Page extract:

August 26th, 2010 | 1:57 pm
There’s seems to be some basic misunderstandings about science at work in here. All the experiment was meant to show was whether or not rhesus monkeys can recognize patterns in sound. By itself it doesn’t show anything about morality, and no one ever claimed otherwise. If you want to know why this experiment would have been interesting had Hauser not botched it up so horribly, you might actually have to do a bit of work, starting with bothering to understand what is and what is not being claimed. Then you can move on to how this very small piece fits into a much bigger puzzle.
Also, it’s worth pointing out that successful scientific theories typically rise out of the wreckage of ideas that turn out to be false. No one who understands science has a problem with that.
August 26th, 2010 | 4:54 pm
Tristian, I don’t know what you think we’re assuming, but I’m simply saying that studying aural pattern recognition in monkeys, humans, or anyone else cannot give us ANY information, not even a tiny piece-of-the-puzzle bit of information, about moral reasoning, unless we first either assume or sufficiently demonstrate that moral reasoning and aural pattern recognition have one, single, tiny thing in common. Even if similar ability in pattern recognition shows a commonality between monkeys, primates, and humans, it is worthless as a link applicable to other forms of thinking unless there is reason to assume or believe that it is a commonality more significant than being fur-bearing. And I find absolutely no reason to assume it, and highly doubt that Hauser or anyone else has demonstrated it.

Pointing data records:
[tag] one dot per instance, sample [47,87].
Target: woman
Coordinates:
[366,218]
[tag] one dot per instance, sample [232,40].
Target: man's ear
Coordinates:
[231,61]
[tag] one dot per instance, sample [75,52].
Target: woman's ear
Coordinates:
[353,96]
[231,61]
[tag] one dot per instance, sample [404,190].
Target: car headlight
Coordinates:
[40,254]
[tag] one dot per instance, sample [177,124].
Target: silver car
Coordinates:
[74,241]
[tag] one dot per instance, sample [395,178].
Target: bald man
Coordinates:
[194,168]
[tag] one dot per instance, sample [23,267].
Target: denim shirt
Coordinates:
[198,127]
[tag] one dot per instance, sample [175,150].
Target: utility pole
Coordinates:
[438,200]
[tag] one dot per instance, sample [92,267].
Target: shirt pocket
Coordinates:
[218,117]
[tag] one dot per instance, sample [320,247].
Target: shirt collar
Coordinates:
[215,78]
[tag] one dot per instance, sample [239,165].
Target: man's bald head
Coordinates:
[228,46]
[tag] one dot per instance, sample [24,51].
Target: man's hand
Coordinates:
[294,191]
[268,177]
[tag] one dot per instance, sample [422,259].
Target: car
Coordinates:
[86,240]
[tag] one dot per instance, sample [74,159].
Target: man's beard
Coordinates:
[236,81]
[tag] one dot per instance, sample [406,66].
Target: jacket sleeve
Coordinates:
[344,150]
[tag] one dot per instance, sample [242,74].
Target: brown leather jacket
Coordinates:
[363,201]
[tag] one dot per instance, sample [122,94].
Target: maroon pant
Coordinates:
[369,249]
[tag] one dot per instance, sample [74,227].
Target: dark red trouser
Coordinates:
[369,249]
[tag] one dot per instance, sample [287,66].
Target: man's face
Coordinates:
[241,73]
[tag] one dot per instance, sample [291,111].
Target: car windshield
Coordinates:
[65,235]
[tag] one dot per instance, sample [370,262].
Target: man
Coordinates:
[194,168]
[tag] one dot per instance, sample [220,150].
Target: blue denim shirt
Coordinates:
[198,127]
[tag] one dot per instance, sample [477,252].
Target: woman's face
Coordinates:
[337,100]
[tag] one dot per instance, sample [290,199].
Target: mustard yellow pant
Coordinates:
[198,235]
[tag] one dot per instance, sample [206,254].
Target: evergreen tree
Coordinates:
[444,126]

...

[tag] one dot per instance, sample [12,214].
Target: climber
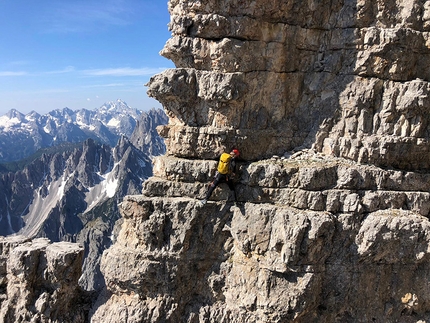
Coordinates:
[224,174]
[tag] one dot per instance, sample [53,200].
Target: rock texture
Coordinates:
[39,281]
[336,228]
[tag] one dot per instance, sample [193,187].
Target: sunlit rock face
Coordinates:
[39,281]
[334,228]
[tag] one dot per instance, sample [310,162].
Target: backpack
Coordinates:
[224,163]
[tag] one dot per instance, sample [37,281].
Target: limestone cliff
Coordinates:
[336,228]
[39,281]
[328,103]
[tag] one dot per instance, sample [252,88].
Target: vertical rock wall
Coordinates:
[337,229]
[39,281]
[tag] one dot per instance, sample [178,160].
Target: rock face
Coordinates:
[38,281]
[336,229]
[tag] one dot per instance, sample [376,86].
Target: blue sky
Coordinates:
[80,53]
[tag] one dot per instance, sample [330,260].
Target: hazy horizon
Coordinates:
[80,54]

Tasks for this exercise:
**1)** Write out the part of the comment thread about the monkey study starting with "Also, it’s worth" and going on through "problem with that.".
**2)** Extend the comment thread about the monkey study past its last sentence.
The items above have nothing to do with what comes next.

The responses:
**1)**
Also, it’s worth pointing out that successful scientific theories typically rise out of the wreckage of ideas that turn out to be false. No one who understands science has a problem with that.

**2)**
August 26th, 2010 | 11:18 pm
Um, make that “monkeys, APES, and humans.”
August 31st, 2010 | 1:11 am
Those people arguing that Hauser’s research tells us nothing about morality haven’t done any work to make sure they know what they’re talking about.
The “aural pattern recognition” as you call it, is part of a line of research investigating which components of the human capacity for *language* (not morality) are domain specific to language, and which are domain general relevant abilities (for example, the ability to hear could be necessary for a species to develop language, but is not specific to it). This study is simply a completely different line of work than the morality research. CharlieBarlie’s comment is dead on here.
The morality research deals with studies of reciprocity, cooperative behavior, sharing, helping, and more. And the reason any of that is relevant is precisely because, if monkeys can do those behaviors, than we can tentatively conclude that it might NOT be necessary for humans to go through a complicated cultural learning process to develop a sense like fairness or altruism. That’s what made Hauser’s research exciting and groundbreaking, and what landed him at Harvard.
It is amazing to me how lay people, even educated ones, are willing to dismiss counterintuitive findings without any understanding of the research process or methodologies, simply assuming that they know better than the smart people who have spent their lives studying the topic and designing carefully controlled experiments to test their theories. I read a similarly silly Salon article yesterday where the author claimed Hauser’s work with dogs could never yield interesting results simply because “anyone who owns a dog knows that they can’t…”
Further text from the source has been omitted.